======== DATA SHOWN
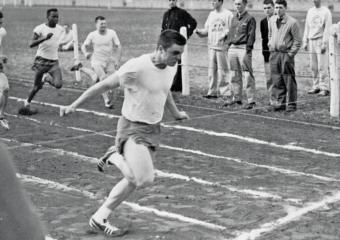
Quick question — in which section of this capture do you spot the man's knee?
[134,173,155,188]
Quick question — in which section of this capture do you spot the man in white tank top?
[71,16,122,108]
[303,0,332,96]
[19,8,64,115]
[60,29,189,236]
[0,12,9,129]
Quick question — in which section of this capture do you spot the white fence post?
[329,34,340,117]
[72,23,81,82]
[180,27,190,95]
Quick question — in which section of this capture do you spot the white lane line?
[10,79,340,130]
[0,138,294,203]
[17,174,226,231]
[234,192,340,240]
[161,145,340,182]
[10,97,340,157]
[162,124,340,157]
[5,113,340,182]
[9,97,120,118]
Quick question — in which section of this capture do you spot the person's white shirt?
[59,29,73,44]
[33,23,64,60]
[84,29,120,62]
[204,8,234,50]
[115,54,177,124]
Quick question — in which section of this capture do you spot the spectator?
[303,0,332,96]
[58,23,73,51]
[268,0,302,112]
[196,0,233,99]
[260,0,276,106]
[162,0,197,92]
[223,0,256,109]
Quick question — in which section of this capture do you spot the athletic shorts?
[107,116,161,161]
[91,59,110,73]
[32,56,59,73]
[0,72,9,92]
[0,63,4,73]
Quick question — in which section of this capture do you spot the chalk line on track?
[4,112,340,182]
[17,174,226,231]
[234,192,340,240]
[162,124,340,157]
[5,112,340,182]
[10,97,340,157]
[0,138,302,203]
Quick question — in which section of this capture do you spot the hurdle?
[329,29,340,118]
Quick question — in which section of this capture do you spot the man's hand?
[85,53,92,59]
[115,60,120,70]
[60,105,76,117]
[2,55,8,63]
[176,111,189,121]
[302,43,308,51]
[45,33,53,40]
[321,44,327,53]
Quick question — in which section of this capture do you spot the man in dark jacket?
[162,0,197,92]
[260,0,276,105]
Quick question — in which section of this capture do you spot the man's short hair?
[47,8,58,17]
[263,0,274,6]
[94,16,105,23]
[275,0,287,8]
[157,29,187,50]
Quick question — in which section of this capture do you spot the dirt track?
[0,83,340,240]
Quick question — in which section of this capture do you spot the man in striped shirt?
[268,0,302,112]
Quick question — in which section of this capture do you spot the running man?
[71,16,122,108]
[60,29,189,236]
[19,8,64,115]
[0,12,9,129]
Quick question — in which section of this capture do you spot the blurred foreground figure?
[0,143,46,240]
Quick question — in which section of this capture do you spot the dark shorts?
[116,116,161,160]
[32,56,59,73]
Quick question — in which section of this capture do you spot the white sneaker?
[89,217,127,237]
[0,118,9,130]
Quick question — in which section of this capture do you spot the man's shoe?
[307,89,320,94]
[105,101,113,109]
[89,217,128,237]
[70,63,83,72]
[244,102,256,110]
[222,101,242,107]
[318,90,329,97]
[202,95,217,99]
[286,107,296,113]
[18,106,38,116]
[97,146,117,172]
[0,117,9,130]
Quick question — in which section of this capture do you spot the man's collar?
================
======== DATA SHOWN
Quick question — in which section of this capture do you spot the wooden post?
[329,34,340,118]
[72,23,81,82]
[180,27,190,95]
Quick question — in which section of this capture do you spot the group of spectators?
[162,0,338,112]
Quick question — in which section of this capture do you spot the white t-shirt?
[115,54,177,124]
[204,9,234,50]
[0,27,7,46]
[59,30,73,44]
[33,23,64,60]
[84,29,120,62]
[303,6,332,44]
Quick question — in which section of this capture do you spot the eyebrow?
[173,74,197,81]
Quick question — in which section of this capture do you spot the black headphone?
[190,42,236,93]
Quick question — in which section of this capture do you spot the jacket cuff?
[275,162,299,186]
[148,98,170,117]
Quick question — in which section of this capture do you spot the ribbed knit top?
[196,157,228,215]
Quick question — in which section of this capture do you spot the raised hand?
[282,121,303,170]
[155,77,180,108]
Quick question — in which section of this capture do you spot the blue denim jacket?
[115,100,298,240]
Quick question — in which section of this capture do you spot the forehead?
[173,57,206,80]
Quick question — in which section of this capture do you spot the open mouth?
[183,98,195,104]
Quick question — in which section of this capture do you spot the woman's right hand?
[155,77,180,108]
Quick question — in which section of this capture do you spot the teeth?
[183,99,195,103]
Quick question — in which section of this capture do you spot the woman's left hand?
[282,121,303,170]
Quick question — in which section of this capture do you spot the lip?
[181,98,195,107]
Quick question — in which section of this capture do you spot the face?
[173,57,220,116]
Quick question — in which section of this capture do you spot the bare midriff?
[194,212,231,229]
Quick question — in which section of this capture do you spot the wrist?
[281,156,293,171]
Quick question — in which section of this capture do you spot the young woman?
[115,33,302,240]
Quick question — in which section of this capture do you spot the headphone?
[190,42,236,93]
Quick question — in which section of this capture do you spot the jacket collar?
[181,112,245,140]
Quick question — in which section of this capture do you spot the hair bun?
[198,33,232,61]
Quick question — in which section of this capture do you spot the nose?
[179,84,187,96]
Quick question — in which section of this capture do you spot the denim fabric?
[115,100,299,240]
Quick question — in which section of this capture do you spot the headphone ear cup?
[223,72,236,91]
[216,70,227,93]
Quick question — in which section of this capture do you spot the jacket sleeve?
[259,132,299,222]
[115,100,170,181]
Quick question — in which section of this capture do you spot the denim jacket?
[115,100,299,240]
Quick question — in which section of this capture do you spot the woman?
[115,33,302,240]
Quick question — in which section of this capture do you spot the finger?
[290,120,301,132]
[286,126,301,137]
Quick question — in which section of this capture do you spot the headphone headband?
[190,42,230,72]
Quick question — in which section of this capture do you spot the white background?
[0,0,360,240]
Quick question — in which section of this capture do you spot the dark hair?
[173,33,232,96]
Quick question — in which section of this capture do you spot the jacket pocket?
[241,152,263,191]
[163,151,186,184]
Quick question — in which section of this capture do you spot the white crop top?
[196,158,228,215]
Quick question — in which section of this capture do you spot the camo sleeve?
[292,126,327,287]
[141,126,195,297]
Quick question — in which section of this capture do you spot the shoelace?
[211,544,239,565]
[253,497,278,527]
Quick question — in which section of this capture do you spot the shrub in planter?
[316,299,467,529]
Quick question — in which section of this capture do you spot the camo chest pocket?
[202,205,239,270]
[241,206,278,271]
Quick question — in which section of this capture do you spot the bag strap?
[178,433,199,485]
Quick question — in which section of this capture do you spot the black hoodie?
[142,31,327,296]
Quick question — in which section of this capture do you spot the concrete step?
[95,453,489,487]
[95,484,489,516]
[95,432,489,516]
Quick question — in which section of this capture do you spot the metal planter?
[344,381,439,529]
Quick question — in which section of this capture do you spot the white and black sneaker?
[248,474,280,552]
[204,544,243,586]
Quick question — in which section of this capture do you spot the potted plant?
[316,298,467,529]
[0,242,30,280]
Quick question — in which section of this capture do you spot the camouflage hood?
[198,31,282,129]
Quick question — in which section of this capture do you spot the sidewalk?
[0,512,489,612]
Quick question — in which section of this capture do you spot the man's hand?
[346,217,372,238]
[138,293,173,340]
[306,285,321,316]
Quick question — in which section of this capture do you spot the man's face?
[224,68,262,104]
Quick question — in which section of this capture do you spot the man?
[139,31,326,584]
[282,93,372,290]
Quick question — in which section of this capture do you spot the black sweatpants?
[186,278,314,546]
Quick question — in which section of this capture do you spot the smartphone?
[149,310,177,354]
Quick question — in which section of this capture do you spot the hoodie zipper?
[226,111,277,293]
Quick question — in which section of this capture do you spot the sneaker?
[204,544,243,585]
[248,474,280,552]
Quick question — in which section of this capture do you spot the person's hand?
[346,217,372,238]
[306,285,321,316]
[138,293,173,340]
================
» **WORK INSTRUCTIONS**: Starting with the line with "the headphone headband?" and going on through the line with "[196,158,228,215]", rewrite that stretch of the listing with "jacket pocket" swapped for "coat pocket" and every other line left the same. Give only those lines.

» **TASK ANSWER**:
Quick question — in which section of this capture do you spot the headphone headband?
[190,42,230,72]
Quick question — in which section of this capture do you spot the white background?
[0,0,360,240]
Quick question — in which section of this capture do you spot the dark hair?
[173,33,232,96]
Quick question — in which section of this capture do you spot the coat pocket?
[241,152,263,191]
[163,151,186,184]
Quick question — in which section of this capture do you spot the white crop top?
[196,158,228,215]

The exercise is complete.